If you think in terms of a year, plant a seed; if in terms of ten years, plant trees; if in terms of 100 years, teach the people.
I vaguely remember Shanghai as being busy with traffic and roads everywhere, and many, many street vendors and shop fronts cooking dumplings in front of you as you side-stepped running water and spit balls. Now it’s an international city with massive department stores selling Nike, Prada and Cartier and forcing you to hunt for the local shop front dumplings.
A sesame seed paste bun
Bicycles have been replaced with electric scooters making the challenge of crossing the road that little more dangerous. They weave through traffic, drive when they want to and mount the footpath wherever they deem necessary. As a pedestrian, you are not truly safe either crossing when the green man says you can, or even when you’re simply walking along on the footpath. You wouldn’t be in Shanghai if the sounds of car horns didn’t permeate through your thoughts.
A bicycle on the side of the path in the French Concession
The Chinese show no inhibitions as they go about their daily lives. Dancing, singing, playing music and wearing, what many may say, ridiculous combinations of colours, patterns and style in their attire, are commonplace. They don’t deem it at all rude by making comments on the size of your nose (sometimes I wish I hadn’t learnt Chinese!) and yet they are judged at restaurant service by their smile. They’re very welcoming and don’t find it intrusive if you peer into their homes or walk down their ‘driveways’ (this is in the traditional housing sector where driveways don’t really exist, they are roads off which doors to houses are positioned and washing is done in the wall mounted troughs outside).

────────────────────

• [What you will do]:
1) Answer these questions about the Shanghai travel piece:
(a) What have bicycles been replaced with?
(b) At restaurants, what are the staff judged by?
(c) Which three brands are named as sold in the department stores?
2) Extract a passage from the Shanghai travel piece. Begin at the words "A sesame seed" and stop after "through your thoughts.".
Use only the Shanghai travel piece to answer.

Text-to-region grounding data
────────────────────

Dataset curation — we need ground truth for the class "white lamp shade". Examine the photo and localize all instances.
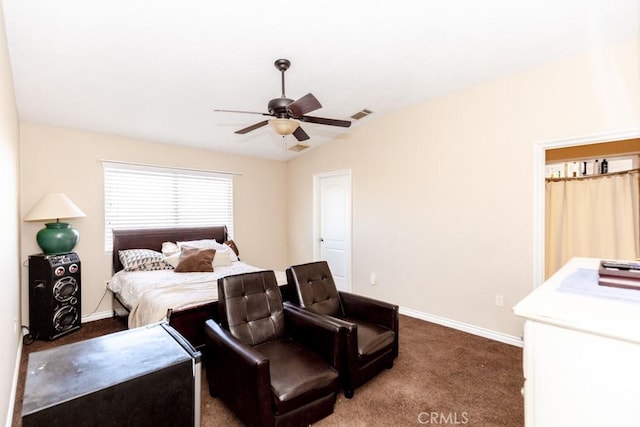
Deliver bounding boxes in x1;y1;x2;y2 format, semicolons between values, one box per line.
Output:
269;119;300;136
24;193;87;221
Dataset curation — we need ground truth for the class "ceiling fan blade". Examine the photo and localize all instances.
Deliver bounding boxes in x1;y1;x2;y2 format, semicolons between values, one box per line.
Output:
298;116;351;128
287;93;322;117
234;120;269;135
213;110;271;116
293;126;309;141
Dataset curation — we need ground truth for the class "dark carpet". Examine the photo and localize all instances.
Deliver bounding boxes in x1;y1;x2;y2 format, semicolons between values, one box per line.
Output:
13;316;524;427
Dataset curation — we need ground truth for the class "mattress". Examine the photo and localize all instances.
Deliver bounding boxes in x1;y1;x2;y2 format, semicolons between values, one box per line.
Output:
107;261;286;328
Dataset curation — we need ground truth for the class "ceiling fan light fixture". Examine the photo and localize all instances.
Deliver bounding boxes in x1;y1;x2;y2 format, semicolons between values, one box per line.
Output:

────────────────────

• [List of answers]:
1)
(a) Electric scooters
(b) Their smile
(c) Nike, Prada and Cartier

2)
A sesame seed paste bun
Bicycles have been replaced with electric scooters making the challenge of crossing the road that little more dangerous. They weave through traffic, drive when they want to and mount the footpath wherever they deem necessary. As a pedestrian, you are not truly safe either crossing when the green man says you can, or even when you’re simply walking along on the footpath. You wouldn’t be in Shanghai if the sounds of car horns didn’t permeate through your thoughts.